Text shown
Fellow-citizens, such is the issue of principle, such are the platforms and candidates. And now, I ask frankly, Are you for Slavery, or are you for Liberty? Or, changing the form of the question, Are you for the Rebellion, or are you for your country? For this is the question you must answer by your votes. In your answer, do not forget, I entreat you, its infinite, far-reaching, many-sided importance. This is no ordinary election. It is a battle-field of the war; and victory at the polls will assure victory everywhere. Grant, Sherman, Sheridan, Farragut, all are watching for it. Their trumpets are ready to echo back our election bells.

In every aspect the contest is vast. It is vast in its relations to our own country,—vaster still in its relations to other countries. Overthrow Slavery here, and you overthrow it everywhere,—in Cuba, Brazil, and wherever a slave clanks his chain. The whole execrable pretension of “property in men,” wherever it now shows its audacious front, will be driven back into kindred night. Nor is this all. Overthrow Slavery here, and our Republic ascends to untold heights of power and grandeur. Thus far its natural influence has been diminished by Slavery. Let this shameful obscuration cease, and our example will be the day-star of the world. Liberty, everywhere, in all her struggles, will be animated anew, and the down-trodden in distant lands will hail the day of deliverance. But let Slavery prevail, and our Republic will drop from its transcendent career, while the cause of liberal institutions in all lands is darkened. There have been great battles in the past, on which Human Progress has been staked. There was Marathon, when the Persian hosts were driven back from Greece; there was Tours, when the Saracens were arrested midway in victorious career by Charles Martel; there was Lepanto, when the Turks were brought to a stand in their conquests; there was Waterloo. But our contest is grander. We are fighting for national life, assailed by belligerent Slavery; yet such is the solidarity of nations, and so are mankind knit together, that our battle now is for the liberty of the world. The voice of victory here will resound through the ages.

Exercise tasks
1: Reproduce word for word the part of the election speech that opens with the words containing "Fellow-citizens, such is" and closes with "our election bells.".
2: In the election speech, which four past battles are named as ones on which Human Progress was staked?
The listing has no part in this work.

Data excerpt
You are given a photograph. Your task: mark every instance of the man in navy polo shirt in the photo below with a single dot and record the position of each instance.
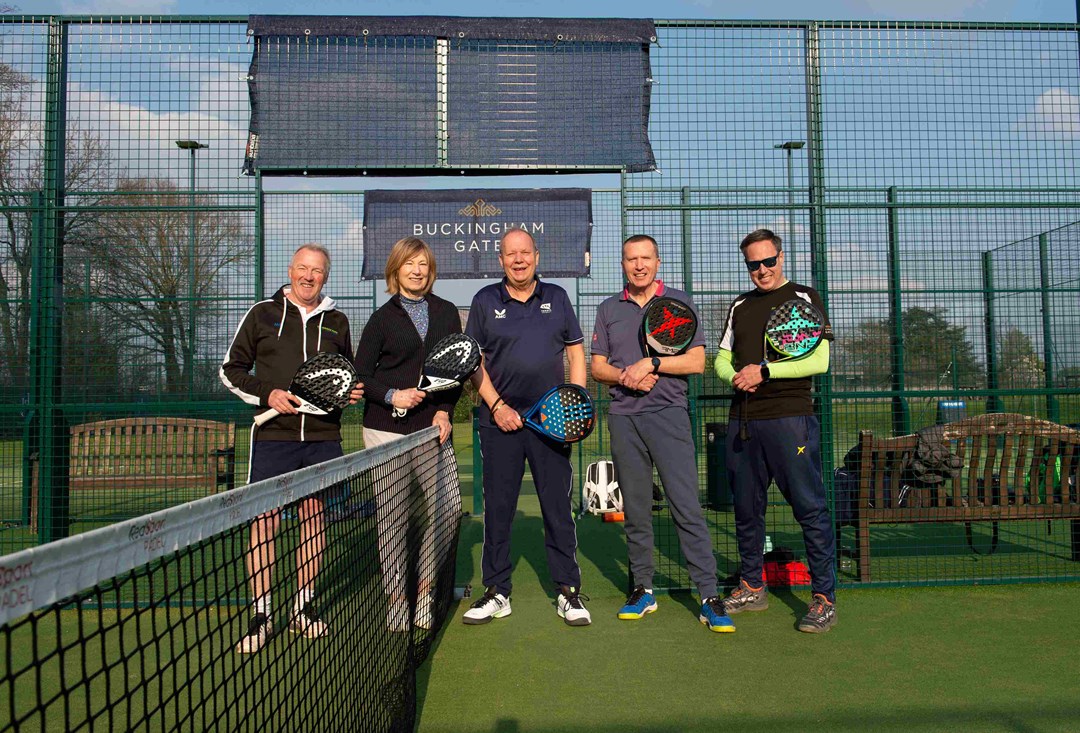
(650, 425)
(523, 327)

Expected responses
1:
Fellow-citizens, such is the issue of principle, such are the platforms and candidates. And now, I ask frankly, Are you for Slavery, or are you for Liberty? Or, changing the form of the question, Are you for the Rebellion, or are you for your country? For this is the question you must answer by your votes. In your answer, do not forget, I entreat you, its infinite, far-reaching, many-sided importance. This is no ordinary election. It is a battle-field of the war; and victory at the polls will assure victory everywhere. Grant, Sherman, Sheridan, Farragut, all are watching for it. Their trumpets are ready to echo back our election bells.

2: Marathon, Tours, Lepanto, and Waterloo.